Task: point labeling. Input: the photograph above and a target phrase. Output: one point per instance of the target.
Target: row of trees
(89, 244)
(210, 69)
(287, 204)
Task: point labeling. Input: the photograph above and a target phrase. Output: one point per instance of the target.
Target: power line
++++
- What is being asked -
The answer is every entry, repeated word for word.

- Answer for this exercise -
Task: point labeling. Input: the photograph above and a target phrase. Output: one point per instance of the target.
Target: row of trees
(89, 244)
(210, 69)
(287, 204)
Task: point labeling. Input: the photograph above and a target phrase. Output: one point per instance of the target.
Target: power line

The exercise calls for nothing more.